Picture annotation records:
________

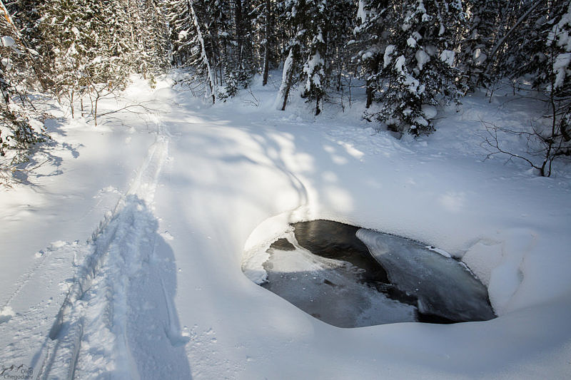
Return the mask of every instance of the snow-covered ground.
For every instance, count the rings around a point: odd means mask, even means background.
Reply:
[[[539,178],[483,161],[479,146],[480,119],[527,123],[531,101],[475,94],[440,110],[434,134],[398,140],[359,121],[359,103],[313,118],[297,97],[275,111],[272,86],[211,106],[171,84],[128,89],[152,101],[143,113],[53,122],[56,143],[36,158],[50,163],[0,193],[1,368],[40,379],[571,376],[570,172]],[[463,257],[498,318],[340,329],[244,275],[263,276],[259,253],[288,222],[318,218]]]

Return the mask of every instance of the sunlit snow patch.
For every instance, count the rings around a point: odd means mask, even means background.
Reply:
[[[292,225],[266,252],[261,286],[339,327],[495,315],[486,288],[444,251],[331,222]]]

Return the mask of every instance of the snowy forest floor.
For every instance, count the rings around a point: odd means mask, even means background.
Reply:
[[[475,93],[440,110],[433,134],[397,140],[360,120],[358,93],[345,112],[328,106],[313,117],[295,94],[273,110],[272,86],[212,106],[172,83],[136,81],[123,96],[147,109],[97,127],[61,111],[31,166],[49,161],[0,192],[0,372],[571,376],[571,170],[540,178],[525,163],[484,160],[481,146],[482,120],[529,124],[537,101]],[[340,329],[244,275],[244,265],[263,270],[253,257],[288,222],[311,219],[462,258],[499,317]]]

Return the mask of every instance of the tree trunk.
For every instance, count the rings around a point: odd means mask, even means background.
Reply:
[[[295,56],[294,51],[295,46],[290,48],[288,58],[283,63],[283,72],[281,76],[281,86],[278,92],[278,97],[276,98],[276,108],[281,111],[286,111],[286,105],[288,103],[288,96],[289,96],[290,89],[291,88],[292,79],[295,64]]]
[[[266,0],[266,9],[264,10],[266,19],[266,28],[264,30],[264,37],[266,45],[263,50],[263,79],[262,86],[268,84],[268,73],[270,71],[270,0]]]

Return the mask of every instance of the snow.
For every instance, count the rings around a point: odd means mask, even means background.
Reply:
[[[430,60],[430,56],[427,54],[423,50],[417,50],[416,53],[415,53],[415,58],[416,58],[418,70],[422,70],[425,63]]]
[[[443,50],[440,53],[440,61],[450,66],[454,64],[454,57],[455,53],[451,50]]]
[[[357,9],[357,18],[360,19],[361,24],[365,24],[367,21],[367,11],[365,10],[364,0],[359,0],[359,5]]]
[[[0,37],[0,42],[1,42],[2,46],[4,47],[13,46],[16,43],[14,38],[9,36],[3,36]]]
[[[383,56],[383,68],[387,67],[390,63],[390,56],[393,55],[393,52],[395,51],[395,46],[394,45],[389,45],[385,48],[385,55]]]
[[[277,111],[271,85],[253,83],[252,107],[172,83],[136,81],[125,96],[153,107],[96,128],[61,111],[34,158],[51,160],[0,193],[3,365],[81,379],[571,376],[571,173],[538,178],[480,147],[480,119],[528,123],[530,99],[476,93],[439,109],[434,134],[397,140],[359,121],[363,93],[315,118],[298,90]],[[317,218],[463,259],[499,317],[340,329],[243,274],[288,222]]]

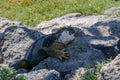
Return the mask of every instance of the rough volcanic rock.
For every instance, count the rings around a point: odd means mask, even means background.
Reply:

________

Written instruction – Can you recast every line of the records above as a JSON list of strings, one string per line, with blank lines skipped and the pictures left out?

Output below –
[
  "Return the mask of every instance of the snow-covered ground.",
  "For every instance, count the rings around a point: odd means mask, even means background.",
  "Reply:",
  "[[[539,178],[483,161],[479,146],[480,119],[527,123],[531,101],[475,94],[440,110],[434,134],[398,140],[359,121],[359,103],[313,118],[297,97],[275,111],[272,86],[211,106],[171,84],[128,89],[152,101],[143,113],[53,122],[56,143],[36,158],[50,163],[0,193],[1,368],[40,379],[571,376],[570,172]],[[463,257],[498,318],[340,329],[244,275],[263,276],[259,253],[288,222],[318,218]]]",
  "Return the mask of every instance of the sunlit snow patch.",
  "For every instance, count the rings around a point: odd means mask, even means background.",
  "Reply:",
  "[[[292,225],[266,252],[261,286],[339,327],[495,315],[486,288],[444,251],[331,222]]]",
  "Return the mask of every instance of the snowy forest floor.",
  "For every instance, count the rings around a point: odd means mask, even means background.",
  "Reply:",
  "[[[475,93],[440,110],[433,134],[397,140],[360,120],[358,93],[345,112],[328,106],[313,117],[295,94],[273,110],[272,86],[212,106],[172,83],[136,81],[123,96],[147,109],[97,127],[61,111],[31,166],[49,161],[0,192],[0,372],[571,376],[571,170],[540,178],[525,163],[484,160],[481,146],[482,120],[529,124],[537,101]],[[340,329],[244,275],[244,265],[263,270],[253,257],[288,222],[311,219],[462,258],[499,317]]]",
  "Return the mask of every instance of the tree trunk.",
  "For every instance, count the rings around a point: odd means mask, even means background.",
  "Reply:",
  "[[[295,56],[294,51],[295,46],[290,48],[288,58],[283,63],[283,72],[281,76],[281,86],[278,92],[278,97],[276,98],[276,108],[281,111],[286,111],[286,105],[288,103],[288,96],[289,96],[290,89],[291,88],[292,79],[295,64]]]",
  "[[[266,0],[266,9],[264,10],[266,19],[266,28],[264,30],[264,37],[266,45],[263,50],[263,79],[262,86],[268,84],[268,73],[270,71],[270,0]]]",
  "Return the mask of every instance of the snow.",
  "For every instance, count the rings around a point: odd means mask, even means background.",
  "Reply:",
  "[[[430,60],[430,56],[427,54],[423,50],[417,50],[416,53],[415,53],[415,58],[416,58],[418,70],[422,70],[425,63]]]",
  "[[[443,50],[440,53],[440,61],[450,66],[454,64],[454,57],[455,53],[451,50]]]",
  "[[[357,9],[357,18],[360,19],[361,24],[365,24],[367,21],[367,11],[365,10],[364,0],[359,0],[359,5]]]",
  "[[[0,37],[0,42],[1,42],[2,46],[4,47],[13,46],[16,43],[14,38],[9,36],[3,36]]]",
  "[[[383,56],[383,68],[387,67],[390,63],[390,56],[393,55],[393,52],[395,51],[395,46],[394,45],[389,45],[385,48],[385,55]]]",
  "[[[277,111],[271,85],[253,83],[252,107],[172,83],[136,81],[125,96],[153,107],[96,128],[61,111],[34,158],[51,160],[0,193],[3,365],[81,379],[571,376],[571,173],[538,178],[480,147],[480,119],[528,123],[530,99],[476,93],[439,109],[434,134],[397,140],[359,121],[363,93],[315,118],[298,90]],[[317,218],[463,259],[499,317],[340,329],[243,274],[288,222]]]",
  "Return the mask of every instance of the rough volcanic rock.",
  "For every instance, count the rings around a point: odd means mask, even means background.",
  "Reply:"
]